_To do_. The entries are to be returned exactly, with images left out.

Dataset items:
--
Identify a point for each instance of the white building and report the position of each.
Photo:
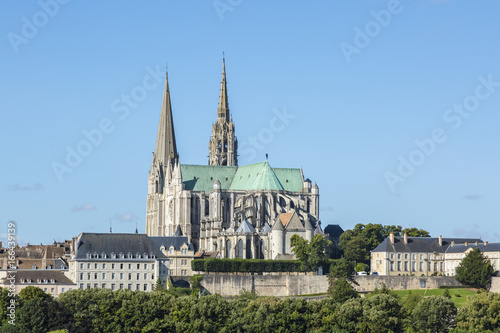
(456, 252)
(117, 261)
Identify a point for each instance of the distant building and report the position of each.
(179, 253)
(117, 261)
(412, 255)
(53, 282)
(53, 256)
(456, 252)
(223, 207)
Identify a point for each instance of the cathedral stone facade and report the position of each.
(246, 211)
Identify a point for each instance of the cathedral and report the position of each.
(248, 211)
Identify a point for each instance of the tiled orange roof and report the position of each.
(285, 218)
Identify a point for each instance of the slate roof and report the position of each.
(258, 176)
(32, 276)
(245, 227)
(419, 244)
(334, 230)
(116, 243)
(175, 241)
(461, 248)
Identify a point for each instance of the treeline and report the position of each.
(103, 310)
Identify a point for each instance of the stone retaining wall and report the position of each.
(293, 285)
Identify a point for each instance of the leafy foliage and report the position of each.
(341, 290)
(312, 254)
(433, 314)
(475, 270)
(480, 314)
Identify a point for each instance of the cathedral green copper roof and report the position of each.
(258, 176)
(203, 177)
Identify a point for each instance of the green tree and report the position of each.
(312, 254)
(475, 270)
(31, 292)
(434, 314)
(341, 291)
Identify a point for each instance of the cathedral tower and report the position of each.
(165, 161)
(223, 146)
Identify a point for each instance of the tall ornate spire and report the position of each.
(166, 148)
(223, 145)
(223, 109)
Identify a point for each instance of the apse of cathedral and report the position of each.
(246, 211)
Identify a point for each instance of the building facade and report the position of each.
(412, 255)
(179, 253)
(222, 206)
(117, 261)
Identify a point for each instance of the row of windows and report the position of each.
(96, 255)
(121, 266)
(406, 266)
(113, 286)
(96, 276)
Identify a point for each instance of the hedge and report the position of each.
(245, 265)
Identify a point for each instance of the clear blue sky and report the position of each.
(363, 80)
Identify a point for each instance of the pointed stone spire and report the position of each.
(166, 149)
(223, 109)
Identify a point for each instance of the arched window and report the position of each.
(228, 249)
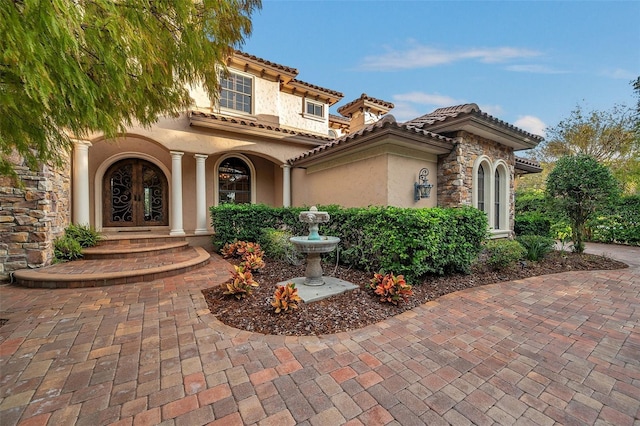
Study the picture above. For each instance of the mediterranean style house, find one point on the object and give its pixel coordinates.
(268, 139)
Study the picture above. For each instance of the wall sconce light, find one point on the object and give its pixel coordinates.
(422, 188)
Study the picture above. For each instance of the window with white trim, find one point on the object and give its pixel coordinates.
(481, 187)
(236, 92)
(497, 200)
(234, 181)
(314, 109)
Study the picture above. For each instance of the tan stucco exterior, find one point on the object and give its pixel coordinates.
(361, 158)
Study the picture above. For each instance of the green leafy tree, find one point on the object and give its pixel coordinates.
(579, 185)
(610, 137)
(71, 67)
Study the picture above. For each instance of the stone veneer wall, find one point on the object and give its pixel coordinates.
(455, 170)
(32, 216)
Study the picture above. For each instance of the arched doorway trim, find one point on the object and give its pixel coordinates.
(102, 169)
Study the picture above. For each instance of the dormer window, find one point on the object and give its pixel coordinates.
(236, 93)
(314, 109)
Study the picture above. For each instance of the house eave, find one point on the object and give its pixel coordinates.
(392, 134)
(487, 129)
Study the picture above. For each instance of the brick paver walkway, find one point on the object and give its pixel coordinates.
(557, 349)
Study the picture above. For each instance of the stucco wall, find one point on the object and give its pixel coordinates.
(32, 216)
(379, 176)
(291, 115)
(455, 170)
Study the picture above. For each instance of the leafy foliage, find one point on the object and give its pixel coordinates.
(536, 246)
(411, 242)
(78, 66)
(66, 248)
(618, 222)
(390, 288)
(85, 235)
(503, 253)
(611, 137)
(241, 249)
(241, 283)
(579, 186)
(277, 246)
(285, 298)
(253, 262)
(532, 224)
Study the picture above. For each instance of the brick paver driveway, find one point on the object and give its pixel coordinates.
(557, 349)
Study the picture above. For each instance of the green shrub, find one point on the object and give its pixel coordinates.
(66, 248)
(84, 235)
(531, 201)
(409, 242)
(618, 223)
(277, 246)
(536, 246)
(532, 223)
(503, 253)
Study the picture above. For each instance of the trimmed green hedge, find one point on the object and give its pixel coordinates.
--
_Response for this exercise_.
Identify a point for each instance of the white building and report the position of each.
Photo:
(456, 252)
(117, 261)
Identify a point for each instance of the distant building and report the position of each.
(179, 253)
(117, 261)
(412, 255)
(53, 282)
(53, 256)
(456, 252)
(223, 207)
Identify a point for each instance of the cathedral stone facade and report the position of each.
(246, 211)
Identify a point for each instance of the cathedral and report the position of each.
(248, 211)
Identify a point for each instance of the tiled orange roof and report the position of each.
(285, 218)
Identify a point for each instance of the slate roof and report the position of each.
(258, 176)
(32, 276)
(245, 227)
(419, 244)
(334, 230)
(116, 243)
(175, 241)
(461, 248)
Identify a point for each instance of the treeline and report the position of each.
(103, 310)
Identify a point for each instance of the stone retaining wall and report the position of each.
(293, 285)
Identify a point for each instance of the leafy foliage and report the position of each.
(341, 290)
(312, 254)
(433, 314)
(475, 270)
(480, 314)
Identify a point for each instance of the cathedral green copper roof and report the position of each.
(258, 176)
(203, 177)
Identify a point for each instance of the green tree and report the position of each.
(312, 254)
(475, 270)
(31, 292)
(434, 314)
(341, 291)
Identify a point for each instance of the cathedral tower and report the position of each.
(165, 161)
(223, 146)
Identify a point for each instance of the tall ornate spire and report the position of each.
(166, 148)
(223, 145)
(223, 109)
Identify a point for each instance of the apse of cathedral and report the position of each.
(246, 211)
Identify a point for each instance of the building facade and report the position of each.
(412, 255)
(179, 253)
(222, 206)
(117, 261)
Identify a point for each instance of the row of windows and report the position of each.
(96, 255)
(121, 266)
(406, 266)
(113, 286)
(96, 276)
Identify a point for each instance of the hedge and report the position of each.
(245, 265)
Identify a point for each instance of the clear blue sky and report the position of each.
(363, 80)
Identify a point for each instance of the pointed stone spire and report the position of each.
(166, 149)
(223, 109)
Identify a point for each instance of the arched window and report the position of each.
(228, 249)
Study the picture above. For each instance of the mediterranean style house, find one point on the object and give its pixel coordinates.
(268, 139)
Study the picture above. For each instance of the wall sconce light, find one point on the object and give its pixel coordinates.
(422, 188)
Study the picture above. For each instance of the window with white trim, find one point on the object and give its pixel coordinates.
(481, 187)
(236, 92)
(497, 200)
(234, 181)
(314, 109)
Study the picture above. For each instance of the tan stucco exterior, find one point on the object and give its pixel coordinates.
(361, 158)
Study the picture above. For each instance of the green leafy tree, find one point on the object and give its pixel coordinates.
(579, 185)
(610, 137)
(71, 67)
Study the picture above. For each instance of the stone veneer wall, find one point on the object and give its pixel coordinates.
(455, 170)
(32, 216)
Study the picture above. For each instance of the arched doorway trim, find one point on the object and give its pixel coordinates.
(102, 169)
Study the picture above. For each instance of the dormer window, find one point on the object and give its pixel coordinates.
(236, 93)
(314, 109)
Study the picture above. For each instance of the house eave, find one point on the object and give its pixel coordinates.
(392, 134)
(487, 129)
Study the picture above. For each instance of the brick paver walkway, find one point on the object and give its pixel coordinates.
(557, 349)
Study the picture above. For each instance of the stucco wall, find one point on the object and give its pixel coordinates.
(32, 216)
(379, 176)
(291, 115)
(455, 170)
Study the picture above. For each instance of the leafy foliage, find one point on the object and give its pixel coordinates.
(536, 246)
(411, 242)
(78, 66)
(66, 248)
(618, 222)
(390, 288)
(85, 235)
(503, 253)
(611, 137)
(241, 249)
(241, 283)
(579, 186)
(277, 246)
(285, 298)
(253, 262)
(532, 224)
Study the picture above. For each instance of the brick paver driveway, find one point on the object and give its pixel coordinates.
(557, 349)
Study the picture above. For each instance of the green shrub, find one point on the object and give its pixel coordinates.
(66, 248)
(84, 235)
(531, 201)
(409, 242)
(618, 223)
(277, 246)
(536, 246)
(532, 223)
(503, 253)
Study the picture above. For each instance of the trimmed green hedge, find one point on the object and give its pixel coordinates.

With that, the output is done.